Algo tendrán que ver las características personales, las capacidades, la voluntad de aportación de algo bueno a los demás, o, dicho de otro modo, la esperanza no de la duración de la vida, sino la esperanza asociada al valor de esa vida que está en juego.

Pero esa esperanza en el valor de una vida concreta, independientemente de su edad, solo puede fundarse en la historia causal que determinó qué clase de persona es en el momento de entrar en urgencias. De modo abreviado se trata de lo que ha vivido y de cómo ha vivido. De lo que ha aportado y de lo que puede aportar aunque solo llegara a vivir algunos meses más.

Por eso pienso que la vida de un viejo en un momento dado puede valer más o menos, valor que se puede reconocer solamente si estimamos lo que ya ha vivido, cómo ha vivido y previsiblemente cómo vivirá el tiempo que le quede.

Otra cuestión es si se puede decir lo mismo de la vida de cualquier persona que no haya vivido lo suficiente para llegar a estimar su valor personal. En general, habrá vivido menos que los viejos y no habrá tenido tiempo de hacerse plenamente ni para acceder a algún umbral a partir del cual se pueda evaluar su trascendencia.

Consigna
Transcribe del texto sobre el valor de la vida de los viejos el fragmento que empieza con las palabras que contienen "Algo tendrán que" y acaba en "que le quede.".

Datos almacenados
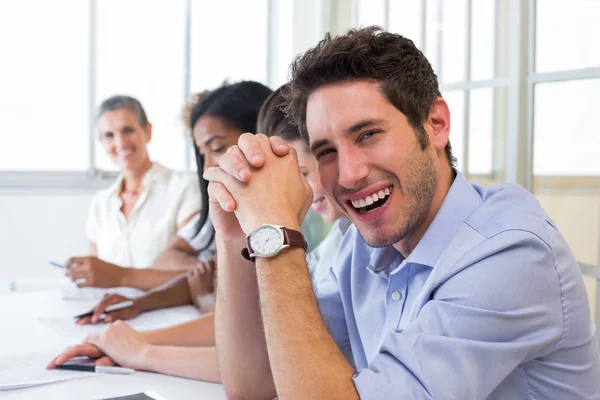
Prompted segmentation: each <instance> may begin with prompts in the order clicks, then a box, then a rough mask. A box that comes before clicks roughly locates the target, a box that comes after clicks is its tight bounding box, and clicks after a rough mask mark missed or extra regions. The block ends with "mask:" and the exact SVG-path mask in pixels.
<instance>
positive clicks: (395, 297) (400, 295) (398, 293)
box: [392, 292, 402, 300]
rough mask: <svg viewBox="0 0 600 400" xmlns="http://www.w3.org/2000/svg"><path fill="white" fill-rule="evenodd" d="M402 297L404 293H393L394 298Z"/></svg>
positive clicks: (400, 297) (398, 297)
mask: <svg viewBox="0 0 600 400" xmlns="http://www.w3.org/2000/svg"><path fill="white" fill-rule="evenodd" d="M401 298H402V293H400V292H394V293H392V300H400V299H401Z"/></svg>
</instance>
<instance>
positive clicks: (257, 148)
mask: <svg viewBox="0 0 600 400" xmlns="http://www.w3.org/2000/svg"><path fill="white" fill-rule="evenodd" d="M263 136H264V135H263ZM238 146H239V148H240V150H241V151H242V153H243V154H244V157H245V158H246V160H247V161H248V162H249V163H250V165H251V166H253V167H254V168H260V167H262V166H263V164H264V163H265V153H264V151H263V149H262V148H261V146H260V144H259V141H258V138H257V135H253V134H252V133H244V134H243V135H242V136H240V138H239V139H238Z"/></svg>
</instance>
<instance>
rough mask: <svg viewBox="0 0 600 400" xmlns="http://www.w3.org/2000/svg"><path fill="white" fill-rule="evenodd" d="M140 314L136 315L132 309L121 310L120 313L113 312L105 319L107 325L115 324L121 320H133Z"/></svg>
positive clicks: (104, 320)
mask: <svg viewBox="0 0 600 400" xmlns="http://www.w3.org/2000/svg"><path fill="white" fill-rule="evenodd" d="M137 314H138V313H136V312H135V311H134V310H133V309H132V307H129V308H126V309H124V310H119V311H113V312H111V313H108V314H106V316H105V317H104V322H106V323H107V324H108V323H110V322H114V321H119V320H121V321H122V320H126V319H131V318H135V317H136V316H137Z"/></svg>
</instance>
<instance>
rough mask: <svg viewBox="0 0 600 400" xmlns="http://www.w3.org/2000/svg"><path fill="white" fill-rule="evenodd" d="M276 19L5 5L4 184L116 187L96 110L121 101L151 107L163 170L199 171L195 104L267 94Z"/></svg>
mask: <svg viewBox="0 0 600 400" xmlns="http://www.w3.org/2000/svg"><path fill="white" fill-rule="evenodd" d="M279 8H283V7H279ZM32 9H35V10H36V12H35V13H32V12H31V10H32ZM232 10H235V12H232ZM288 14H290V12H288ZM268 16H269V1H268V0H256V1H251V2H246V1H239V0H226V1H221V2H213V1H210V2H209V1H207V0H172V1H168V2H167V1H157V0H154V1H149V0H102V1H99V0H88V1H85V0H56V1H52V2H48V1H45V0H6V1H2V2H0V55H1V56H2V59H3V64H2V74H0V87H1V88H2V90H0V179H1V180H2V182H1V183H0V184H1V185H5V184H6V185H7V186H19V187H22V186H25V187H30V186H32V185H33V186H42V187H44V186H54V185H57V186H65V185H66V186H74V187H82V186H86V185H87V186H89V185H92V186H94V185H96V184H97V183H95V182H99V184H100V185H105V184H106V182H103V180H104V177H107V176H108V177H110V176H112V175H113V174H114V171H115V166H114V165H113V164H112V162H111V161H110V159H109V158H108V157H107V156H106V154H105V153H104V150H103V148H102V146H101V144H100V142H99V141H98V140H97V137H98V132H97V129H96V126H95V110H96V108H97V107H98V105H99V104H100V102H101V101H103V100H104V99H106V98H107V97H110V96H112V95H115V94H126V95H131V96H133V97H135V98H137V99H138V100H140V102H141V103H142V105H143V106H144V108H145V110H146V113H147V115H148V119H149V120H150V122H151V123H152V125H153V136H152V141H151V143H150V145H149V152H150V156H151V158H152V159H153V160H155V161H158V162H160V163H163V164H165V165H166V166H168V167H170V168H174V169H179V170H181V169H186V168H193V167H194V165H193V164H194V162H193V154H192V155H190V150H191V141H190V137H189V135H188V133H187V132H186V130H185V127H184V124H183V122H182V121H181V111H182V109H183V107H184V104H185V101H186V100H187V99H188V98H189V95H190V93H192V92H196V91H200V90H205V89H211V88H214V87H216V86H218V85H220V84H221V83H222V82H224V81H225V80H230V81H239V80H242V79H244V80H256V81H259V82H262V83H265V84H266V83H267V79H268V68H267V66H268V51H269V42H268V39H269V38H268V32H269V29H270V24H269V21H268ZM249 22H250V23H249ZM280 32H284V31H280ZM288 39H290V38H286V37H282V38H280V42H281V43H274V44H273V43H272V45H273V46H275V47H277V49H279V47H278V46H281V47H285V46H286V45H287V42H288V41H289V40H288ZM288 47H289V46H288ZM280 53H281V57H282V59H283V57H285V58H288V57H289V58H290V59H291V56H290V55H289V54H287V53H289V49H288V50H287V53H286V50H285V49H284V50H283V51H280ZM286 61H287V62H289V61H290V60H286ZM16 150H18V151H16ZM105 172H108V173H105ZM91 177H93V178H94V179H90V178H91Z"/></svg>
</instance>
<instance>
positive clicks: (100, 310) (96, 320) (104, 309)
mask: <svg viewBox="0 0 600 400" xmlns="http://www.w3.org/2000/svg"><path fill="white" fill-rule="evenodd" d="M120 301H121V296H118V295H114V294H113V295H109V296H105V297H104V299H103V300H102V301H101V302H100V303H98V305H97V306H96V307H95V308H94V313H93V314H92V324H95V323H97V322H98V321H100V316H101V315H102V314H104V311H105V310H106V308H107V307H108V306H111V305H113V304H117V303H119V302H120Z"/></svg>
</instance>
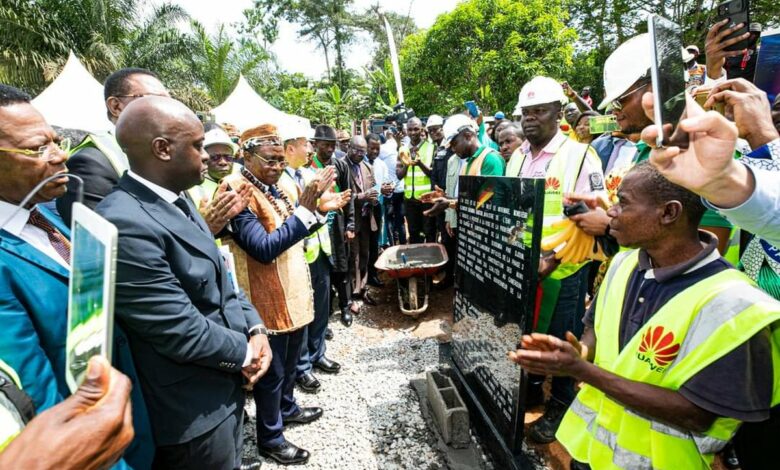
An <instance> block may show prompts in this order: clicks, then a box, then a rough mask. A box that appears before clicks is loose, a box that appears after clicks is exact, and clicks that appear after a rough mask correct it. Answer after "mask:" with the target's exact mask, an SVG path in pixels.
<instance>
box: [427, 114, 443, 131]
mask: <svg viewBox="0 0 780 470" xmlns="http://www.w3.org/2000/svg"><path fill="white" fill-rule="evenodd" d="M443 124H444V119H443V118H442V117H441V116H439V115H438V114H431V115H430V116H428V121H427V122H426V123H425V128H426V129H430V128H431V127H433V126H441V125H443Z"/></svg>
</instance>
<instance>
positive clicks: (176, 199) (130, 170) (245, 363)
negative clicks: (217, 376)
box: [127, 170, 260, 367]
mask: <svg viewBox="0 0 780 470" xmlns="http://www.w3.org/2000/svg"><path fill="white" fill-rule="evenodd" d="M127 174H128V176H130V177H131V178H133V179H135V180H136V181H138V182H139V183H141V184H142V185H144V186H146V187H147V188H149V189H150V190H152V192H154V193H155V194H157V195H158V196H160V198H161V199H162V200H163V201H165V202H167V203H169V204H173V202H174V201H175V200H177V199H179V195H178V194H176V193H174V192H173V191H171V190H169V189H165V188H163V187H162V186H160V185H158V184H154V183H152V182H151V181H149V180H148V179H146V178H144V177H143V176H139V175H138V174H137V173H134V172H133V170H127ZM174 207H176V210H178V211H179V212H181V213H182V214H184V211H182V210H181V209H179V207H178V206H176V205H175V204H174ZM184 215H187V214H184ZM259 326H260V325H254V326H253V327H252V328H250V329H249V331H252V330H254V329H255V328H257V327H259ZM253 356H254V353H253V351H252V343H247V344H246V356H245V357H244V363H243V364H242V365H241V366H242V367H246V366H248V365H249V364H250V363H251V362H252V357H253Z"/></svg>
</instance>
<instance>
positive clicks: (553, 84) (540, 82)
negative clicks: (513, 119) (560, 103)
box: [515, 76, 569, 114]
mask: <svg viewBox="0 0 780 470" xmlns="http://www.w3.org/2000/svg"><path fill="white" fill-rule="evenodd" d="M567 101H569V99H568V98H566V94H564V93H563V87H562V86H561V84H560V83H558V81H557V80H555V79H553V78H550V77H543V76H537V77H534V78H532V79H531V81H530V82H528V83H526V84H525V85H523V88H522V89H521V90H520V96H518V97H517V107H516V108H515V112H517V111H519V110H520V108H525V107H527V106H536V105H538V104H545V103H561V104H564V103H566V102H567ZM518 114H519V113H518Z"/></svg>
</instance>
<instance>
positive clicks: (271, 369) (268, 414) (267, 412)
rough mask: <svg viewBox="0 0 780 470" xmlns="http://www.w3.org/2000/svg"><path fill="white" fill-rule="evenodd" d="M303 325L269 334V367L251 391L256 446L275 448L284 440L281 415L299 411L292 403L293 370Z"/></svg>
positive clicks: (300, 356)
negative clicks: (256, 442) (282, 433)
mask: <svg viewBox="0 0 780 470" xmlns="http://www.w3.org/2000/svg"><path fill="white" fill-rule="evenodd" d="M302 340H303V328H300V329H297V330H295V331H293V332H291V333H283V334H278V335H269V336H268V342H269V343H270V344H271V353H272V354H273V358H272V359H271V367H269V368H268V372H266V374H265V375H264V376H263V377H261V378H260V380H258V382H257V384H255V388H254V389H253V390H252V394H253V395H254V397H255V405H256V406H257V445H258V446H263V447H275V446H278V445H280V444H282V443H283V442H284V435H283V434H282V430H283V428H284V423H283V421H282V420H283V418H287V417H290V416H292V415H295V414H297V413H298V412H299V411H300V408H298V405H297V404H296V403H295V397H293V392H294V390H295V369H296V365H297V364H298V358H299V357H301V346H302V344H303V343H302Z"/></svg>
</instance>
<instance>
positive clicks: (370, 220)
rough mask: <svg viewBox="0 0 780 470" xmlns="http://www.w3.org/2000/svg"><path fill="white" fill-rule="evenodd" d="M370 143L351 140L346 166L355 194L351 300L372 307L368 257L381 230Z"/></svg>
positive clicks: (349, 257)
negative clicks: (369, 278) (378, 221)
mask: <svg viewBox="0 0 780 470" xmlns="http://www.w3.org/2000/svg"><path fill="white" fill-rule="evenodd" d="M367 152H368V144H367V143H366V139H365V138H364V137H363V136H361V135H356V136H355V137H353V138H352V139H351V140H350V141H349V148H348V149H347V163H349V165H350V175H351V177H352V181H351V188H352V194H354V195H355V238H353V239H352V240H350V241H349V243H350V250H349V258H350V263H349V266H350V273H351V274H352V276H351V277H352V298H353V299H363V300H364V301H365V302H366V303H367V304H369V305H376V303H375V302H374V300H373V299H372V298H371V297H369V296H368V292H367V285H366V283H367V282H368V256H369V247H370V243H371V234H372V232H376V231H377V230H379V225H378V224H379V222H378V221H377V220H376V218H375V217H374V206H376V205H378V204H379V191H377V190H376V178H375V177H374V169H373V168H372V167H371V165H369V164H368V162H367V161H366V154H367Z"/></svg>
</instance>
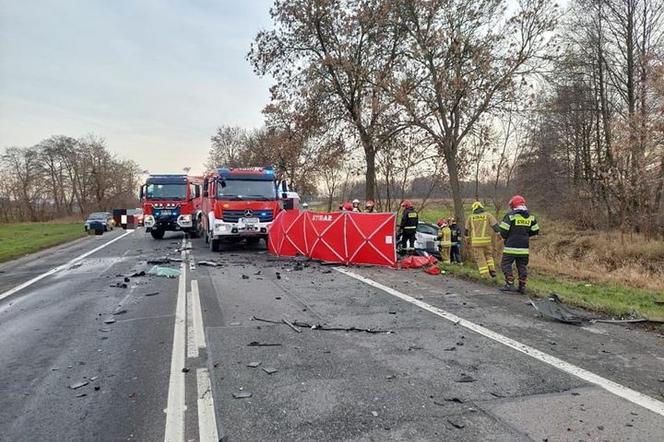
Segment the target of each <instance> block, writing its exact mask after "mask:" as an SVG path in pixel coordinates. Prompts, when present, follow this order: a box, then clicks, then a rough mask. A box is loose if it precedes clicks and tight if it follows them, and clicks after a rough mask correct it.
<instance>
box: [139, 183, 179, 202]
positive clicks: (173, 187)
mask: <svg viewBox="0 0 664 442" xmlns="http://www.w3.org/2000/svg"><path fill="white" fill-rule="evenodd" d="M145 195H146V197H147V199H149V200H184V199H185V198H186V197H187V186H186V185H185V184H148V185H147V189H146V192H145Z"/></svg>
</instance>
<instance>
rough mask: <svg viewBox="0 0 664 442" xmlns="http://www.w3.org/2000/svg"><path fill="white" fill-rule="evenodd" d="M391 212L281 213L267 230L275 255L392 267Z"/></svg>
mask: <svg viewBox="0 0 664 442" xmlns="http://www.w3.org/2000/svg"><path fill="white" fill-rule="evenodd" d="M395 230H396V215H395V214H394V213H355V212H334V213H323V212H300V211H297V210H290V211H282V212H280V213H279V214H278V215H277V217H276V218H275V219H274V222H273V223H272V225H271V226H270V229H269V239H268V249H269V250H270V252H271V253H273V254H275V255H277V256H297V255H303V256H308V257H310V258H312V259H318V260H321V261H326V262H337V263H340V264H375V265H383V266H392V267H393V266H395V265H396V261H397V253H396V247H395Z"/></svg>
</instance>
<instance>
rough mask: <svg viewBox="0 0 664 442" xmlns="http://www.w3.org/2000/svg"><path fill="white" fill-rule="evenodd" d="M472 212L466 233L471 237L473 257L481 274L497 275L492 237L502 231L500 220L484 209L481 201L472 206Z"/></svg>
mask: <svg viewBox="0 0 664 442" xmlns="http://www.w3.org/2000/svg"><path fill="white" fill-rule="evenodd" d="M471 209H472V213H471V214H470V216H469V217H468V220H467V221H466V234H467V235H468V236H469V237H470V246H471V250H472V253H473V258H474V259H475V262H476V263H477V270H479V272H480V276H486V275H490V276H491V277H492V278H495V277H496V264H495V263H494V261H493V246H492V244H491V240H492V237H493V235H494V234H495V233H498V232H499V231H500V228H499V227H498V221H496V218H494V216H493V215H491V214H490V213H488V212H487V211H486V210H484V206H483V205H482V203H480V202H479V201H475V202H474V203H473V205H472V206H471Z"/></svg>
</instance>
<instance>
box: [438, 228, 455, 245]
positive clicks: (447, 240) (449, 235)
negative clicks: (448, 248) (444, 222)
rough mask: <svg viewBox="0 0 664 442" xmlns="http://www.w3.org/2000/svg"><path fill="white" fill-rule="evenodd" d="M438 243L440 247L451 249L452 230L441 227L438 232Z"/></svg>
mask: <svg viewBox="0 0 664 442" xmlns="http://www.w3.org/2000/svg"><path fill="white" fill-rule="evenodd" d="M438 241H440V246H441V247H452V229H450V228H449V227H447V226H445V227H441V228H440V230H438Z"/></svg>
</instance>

Resultado del ejercicio
Algo tendrán que ver las características personales, las capacidades, la voluntad de aportación de algo bueno a los demás, o, dicho de otro modo, la esperanza no de la duración de la vida, sino la esperanza asociada al valor de esa vida que está en juego.

Pero esa esperanza en el valor de una vida concreta, independientemente de su edad, solo puede fundarse en la historia causal que determinó qué clase de persona es en el momento de entrar en urgencias. De modo abreviado se trata de lo que ha vivido y de cómo ha vivido. De lo que ha aportado y de lo que puede aportar aunque solo llegara a vivir algunos meses más.

Por eso pienso que la vida de un viejo en un momento dado puede valer más o menos, valor que se puede reconocer solamente si estimamos lo que ya ha vivido, cómo ha vivido y previsiblemente cómo vivirá el tiempo que le quede.